──────── Document

Le roman commence par la phrase «A cette époque j'étais fou». Le narrateur donne le ton, il vit depuis plusieurs mois reclus dans un studio parisien, relit Moby Dick et se passe en boucle «Voyage au bout de l'enfer» et « Apocalypse now». Il flirte avec des états limites qui le laissent parfois sans prise sur les événements.  Auteur de plusieurs romans, il a écrit un scenario de 700 pages sur l'écrivain Herman Melville. Aucun producteur ne veut financer ce projet qui a l'ambition de nous dévoiler l'esprit du créateur de «Moby Dick». Un seul cinéaste serait à ses yeux capable de réaliser ce projet, Michael Cimino. Ce dernier a disparu des radars depuis l'échec commercial de « La porte du paradis». Qu'à cela ne  tienne, notre narrateur part à sa recherche et obtient une entrevue avec lui à New York. Il passera aussi une soirée chez Bofinger, avec Isabelle Huppert, qui travailla avec M. Cimino pour ce film maudit. Le roman enchaîne des scènes aussi improbables que burlesques et le narrateur ne s'économise pas une seconde dans ses multiples aventures. C'est un récit fascinant qui se permet des écarts insensés sans pour autant perdre le fil d'une quête obsessionnelle: retrouver la trace de la beauté et de la pureté même dans des contextes d'extrême violence, comme ses maîtres, le narrateur se demande comment  «rester disponible aux manifestations fragiles de la beauté pour se sauver de l'horreur ». Yannick Haenel nous offre un roman exceptionnel, très ambitieux et particulièrement réussi.

"Summer" Monica Sabolo - éd Le Livre de Poche

Lors d'un pique-nique au bord de lac Leman, Summer Wassner, dix-neuf ans disparaît. Elle laisse une dernière image d'elle, une jeune fille blonde courant dans les fougères, short en jean, jambes nues. Vingt-cinq après, son frère Benjamin est submergé par la souvenir, sa soeur surgit dans ses rêves, spectrale et gracieuse, et réveille les secrets d'une famille figée dans le silence et les apparences. Le récit pose la question de la survie avec les fantômes. Un livre magnétique entre le thriller et le récit poétique.

────────────────
──────── Lignes enregistrées

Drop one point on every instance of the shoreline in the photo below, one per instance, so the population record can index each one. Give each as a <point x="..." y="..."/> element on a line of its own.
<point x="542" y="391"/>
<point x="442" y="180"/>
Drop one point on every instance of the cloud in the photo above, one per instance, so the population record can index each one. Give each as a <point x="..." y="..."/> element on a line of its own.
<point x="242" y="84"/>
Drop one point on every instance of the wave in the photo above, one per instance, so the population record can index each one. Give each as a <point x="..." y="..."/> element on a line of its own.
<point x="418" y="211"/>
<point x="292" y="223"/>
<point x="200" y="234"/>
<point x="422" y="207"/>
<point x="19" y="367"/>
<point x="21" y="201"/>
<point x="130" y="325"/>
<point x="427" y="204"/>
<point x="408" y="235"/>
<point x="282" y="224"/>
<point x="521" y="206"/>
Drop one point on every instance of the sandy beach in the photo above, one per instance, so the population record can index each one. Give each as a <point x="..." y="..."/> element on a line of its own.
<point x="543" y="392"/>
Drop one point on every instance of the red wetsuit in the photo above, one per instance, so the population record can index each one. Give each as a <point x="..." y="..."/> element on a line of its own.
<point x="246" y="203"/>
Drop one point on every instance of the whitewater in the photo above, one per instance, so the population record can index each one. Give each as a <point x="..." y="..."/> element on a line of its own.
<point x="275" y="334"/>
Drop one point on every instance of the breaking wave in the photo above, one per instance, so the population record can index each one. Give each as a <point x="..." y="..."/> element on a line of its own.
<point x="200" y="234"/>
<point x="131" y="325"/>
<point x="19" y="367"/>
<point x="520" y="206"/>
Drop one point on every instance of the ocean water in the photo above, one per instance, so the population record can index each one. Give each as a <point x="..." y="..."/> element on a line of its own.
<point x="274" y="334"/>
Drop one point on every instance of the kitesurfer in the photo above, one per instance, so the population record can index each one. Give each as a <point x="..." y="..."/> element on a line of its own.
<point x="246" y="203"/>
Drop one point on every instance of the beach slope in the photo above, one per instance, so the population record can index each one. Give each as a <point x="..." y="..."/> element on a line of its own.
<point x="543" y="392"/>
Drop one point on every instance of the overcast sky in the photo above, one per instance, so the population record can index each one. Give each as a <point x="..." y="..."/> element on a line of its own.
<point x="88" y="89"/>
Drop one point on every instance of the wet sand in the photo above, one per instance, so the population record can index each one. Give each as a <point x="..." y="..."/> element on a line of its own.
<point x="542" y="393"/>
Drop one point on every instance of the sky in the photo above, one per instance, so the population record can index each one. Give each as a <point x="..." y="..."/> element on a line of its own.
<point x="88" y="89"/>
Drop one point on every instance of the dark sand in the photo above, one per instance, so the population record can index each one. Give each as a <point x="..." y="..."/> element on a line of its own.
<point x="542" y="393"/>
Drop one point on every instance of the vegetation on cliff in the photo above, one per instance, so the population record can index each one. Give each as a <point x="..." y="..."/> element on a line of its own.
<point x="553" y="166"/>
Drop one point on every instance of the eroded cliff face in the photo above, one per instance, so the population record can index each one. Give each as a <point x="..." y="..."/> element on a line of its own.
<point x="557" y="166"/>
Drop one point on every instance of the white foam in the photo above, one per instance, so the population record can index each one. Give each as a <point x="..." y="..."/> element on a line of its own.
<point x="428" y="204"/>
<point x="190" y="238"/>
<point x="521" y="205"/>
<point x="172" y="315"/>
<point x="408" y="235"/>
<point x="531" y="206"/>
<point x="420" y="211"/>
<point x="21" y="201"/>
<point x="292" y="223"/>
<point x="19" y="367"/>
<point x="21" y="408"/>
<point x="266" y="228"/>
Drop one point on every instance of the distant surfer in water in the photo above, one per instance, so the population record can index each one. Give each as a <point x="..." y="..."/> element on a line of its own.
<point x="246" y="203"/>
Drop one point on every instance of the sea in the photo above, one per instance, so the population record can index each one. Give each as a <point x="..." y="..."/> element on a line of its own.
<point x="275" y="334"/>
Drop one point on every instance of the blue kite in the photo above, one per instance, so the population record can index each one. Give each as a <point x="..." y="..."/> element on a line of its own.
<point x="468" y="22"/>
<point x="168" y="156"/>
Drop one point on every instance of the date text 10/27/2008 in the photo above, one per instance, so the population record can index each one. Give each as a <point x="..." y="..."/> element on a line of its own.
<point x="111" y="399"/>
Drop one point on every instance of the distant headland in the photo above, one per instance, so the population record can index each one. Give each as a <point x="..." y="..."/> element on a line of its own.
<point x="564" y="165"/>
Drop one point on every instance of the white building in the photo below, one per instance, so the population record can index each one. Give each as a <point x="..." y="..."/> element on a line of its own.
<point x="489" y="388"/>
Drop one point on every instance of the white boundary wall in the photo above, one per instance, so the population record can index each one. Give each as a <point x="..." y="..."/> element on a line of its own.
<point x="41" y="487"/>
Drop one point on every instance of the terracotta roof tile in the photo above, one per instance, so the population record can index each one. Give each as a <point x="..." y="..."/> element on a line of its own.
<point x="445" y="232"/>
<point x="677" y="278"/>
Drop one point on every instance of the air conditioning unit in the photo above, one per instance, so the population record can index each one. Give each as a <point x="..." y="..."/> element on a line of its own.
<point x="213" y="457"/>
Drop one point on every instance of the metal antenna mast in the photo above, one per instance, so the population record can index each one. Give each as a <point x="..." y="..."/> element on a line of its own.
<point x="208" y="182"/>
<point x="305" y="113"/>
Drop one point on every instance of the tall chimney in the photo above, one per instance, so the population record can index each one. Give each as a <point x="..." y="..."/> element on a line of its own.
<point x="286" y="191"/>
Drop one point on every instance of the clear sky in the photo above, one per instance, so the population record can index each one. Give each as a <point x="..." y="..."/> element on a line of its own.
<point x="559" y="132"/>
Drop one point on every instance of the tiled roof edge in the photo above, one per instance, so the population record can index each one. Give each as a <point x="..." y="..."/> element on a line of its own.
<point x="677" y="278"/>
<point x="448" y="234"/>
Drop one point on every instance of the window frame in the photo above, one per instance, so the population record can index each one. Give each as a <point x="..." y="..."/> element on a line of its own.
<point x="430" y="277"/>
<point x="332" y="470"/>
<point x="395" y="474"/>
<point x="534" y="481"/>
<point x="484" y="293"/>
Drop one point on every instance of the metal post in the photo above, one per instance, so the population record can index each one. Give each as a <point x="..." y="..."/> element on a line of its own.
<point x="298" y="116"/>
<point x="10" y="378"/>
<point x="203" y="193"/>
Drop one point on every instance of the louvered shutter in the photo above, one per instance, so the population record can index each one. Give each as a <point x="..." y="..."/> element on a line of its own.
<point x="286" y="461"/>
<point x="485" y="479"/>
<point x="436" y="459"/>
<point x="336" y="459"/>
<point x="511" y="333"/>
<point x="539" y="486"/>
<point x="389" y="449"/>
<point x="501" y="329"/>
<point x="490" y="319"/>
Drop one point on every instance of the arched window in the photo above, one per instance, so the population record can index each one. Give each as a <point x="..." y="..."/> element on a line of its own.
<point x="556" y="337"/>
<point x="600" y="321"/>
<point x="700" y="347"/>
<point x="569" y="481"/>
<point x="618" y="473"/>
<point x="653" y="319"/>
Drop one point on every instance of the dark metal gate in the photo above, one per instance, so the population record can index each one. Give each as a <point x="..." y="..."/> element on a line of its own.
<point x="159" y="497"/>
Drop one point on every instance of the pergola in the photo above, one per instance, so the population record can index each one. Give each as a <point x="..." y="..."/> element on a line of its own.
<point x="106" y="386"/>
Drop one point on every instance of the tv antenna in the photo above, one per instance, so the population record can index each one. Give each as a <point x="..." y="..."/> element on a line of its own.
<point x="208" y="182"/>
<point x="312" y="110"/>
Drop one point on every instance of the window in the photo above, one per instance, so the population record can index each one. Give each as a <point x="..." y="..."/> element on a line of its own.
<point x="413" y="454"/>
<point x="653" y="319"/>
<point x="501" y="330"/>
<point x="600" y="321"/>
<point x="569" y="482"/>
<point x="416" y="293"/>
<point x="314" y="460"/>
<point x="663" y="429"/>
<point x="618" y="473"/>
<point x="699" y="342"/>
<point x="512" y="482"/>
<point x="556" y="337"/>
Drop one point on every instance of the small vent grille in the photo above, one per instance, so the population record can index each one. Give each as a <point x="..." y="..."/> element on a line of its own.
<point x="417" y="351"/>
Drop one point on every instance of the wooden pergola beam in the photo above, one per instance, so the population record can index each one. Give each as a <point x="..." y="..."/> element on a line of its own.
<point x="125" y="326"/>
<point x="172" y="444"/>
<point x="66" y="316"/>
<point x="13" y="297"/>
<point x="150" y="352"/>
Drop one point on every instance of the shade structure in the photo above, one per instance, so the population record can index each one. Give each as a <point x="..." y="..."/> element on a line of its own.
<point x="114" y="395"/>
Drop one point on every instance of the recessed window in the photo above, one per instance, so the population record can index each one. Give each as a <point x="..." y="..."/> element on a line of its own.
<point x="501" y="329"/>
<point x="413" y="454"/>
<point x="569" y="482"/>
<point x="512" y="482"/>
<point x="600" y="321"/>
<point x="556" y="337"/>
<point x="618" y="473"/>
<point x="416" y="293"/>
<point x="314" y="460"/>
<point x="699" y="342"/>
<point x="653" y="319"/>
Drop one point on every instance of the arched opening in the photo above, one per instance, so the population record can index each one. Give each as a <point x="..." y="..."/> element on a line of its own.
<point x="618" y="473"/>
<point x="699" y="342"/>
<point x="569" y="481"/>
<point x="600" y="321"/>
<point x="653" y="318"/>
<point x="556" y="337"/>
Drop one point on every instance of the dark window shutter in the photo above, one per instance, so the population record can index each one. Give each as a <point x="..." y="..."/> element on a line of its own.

────────────────

Problème posé A:
Réponds à ces questions à partir du document :
(i) Quel cinéaste le narrateur juge-t-il seul capable de réaliser son scénario sur Herman Melville ?
(ii) Avec qui le narrateur passe-t-il une soirée chez Bofinger ?
(iii) Quel âge a Summer Wassner lorsqu'elle disparaît ?
Problème posé B:
Compte, parmi les lignes enregistrées, celles qui contiennent la chaîne « cliff », en respectant la casse. Donne uniquement ce nombre.

Réponse complète A:
(i) Michael Cimino.
(ii) Avec Isabelle Huppert.
(iii) Dix-neuf ans.

Réponse complète B:
2